Source data:
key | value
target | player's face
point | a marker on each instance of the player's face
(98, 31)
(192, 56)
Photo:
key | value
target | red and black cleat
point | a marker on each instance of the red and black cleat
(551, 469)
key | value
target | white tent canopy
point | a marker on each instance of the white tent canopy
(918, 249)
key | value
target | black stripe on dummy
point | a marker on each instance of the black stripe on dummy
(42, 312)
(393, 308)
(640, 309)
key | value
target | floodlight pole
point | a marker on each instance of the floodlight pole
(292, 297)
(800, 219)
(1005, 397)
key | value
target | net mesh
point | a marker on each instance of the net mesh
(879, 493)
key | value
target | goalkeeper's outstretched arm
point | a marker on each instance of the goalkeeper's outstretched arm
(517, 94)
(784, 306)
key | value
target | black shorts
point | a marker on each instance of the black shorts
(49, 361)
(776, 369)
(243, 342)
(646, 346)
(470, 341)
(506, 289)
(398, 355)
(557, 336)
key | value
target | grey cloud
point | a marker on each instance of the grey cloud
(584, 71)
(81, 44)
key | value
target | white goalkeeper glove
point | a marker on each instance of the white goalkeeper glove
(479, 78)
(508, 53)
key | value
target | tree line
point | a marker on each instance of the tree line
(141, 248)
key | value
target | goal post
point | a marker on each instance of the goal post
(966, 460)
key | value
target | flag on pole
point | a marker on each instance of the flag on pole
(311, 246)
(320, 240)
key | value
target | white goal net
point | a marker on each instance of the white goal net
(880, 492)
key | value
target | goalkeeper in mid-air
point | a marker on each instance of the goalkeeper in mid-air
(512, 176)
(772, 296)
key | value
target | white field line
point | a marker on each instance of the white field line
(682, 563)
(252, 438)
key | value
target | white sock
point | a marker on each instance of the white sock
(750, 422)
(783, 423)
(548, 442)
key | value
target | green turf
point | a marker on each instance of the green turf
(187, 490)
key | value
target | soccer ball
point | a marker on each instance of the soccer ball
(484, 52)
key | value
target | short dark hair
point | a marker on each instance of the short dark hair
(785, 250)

• [Try it]
Please output exactly the lines from the one containing "point | a marker on each instance of the grey" through the end of the records, both included.

• [Reply to the task]
point | a marker on each instance of the grey cloud
(584, 71)
(81, 44)
key | value
target | white goalkeeper glove
point | a marker on each instance of the white goalkeeper glove
(479, 78)
(508, 53)
key | value
target | tree line
point | a marker on each instance of the tree line
(141, 248)
key | value
target | goal post
point | a marker on each instance of the goal post
(966, 460)
key | value
target | flag on pole
point | a marker on each instance of the flag on pole
(311, 246)
(320, 240)
key | value
target | white goal net
point | a marker on each instance of the white goal net
(880, 492)
key | value
target | goalkeeper in mid-air
point | a marker on each instance of the goalkeeper in mid-air
(512, 176)
(772, 296)
key | value
target | white field line
point | a marker on each instance of the white field line
(682, 563)
(252, 438)
key | value
target | white sock
point | a marker on each instance of the white sock
(750, 422)
(783, 423)
(548, 442)
key | value
target | green turf
point | a marker on each instance of the green turf
(187, 490)
key | value
target | soccer ball
point | a marker on each instance of the soccer ball
(484, 52)
key | value
target | short dark hair
point | a marker on each instance of the short dark hair
(785, 250)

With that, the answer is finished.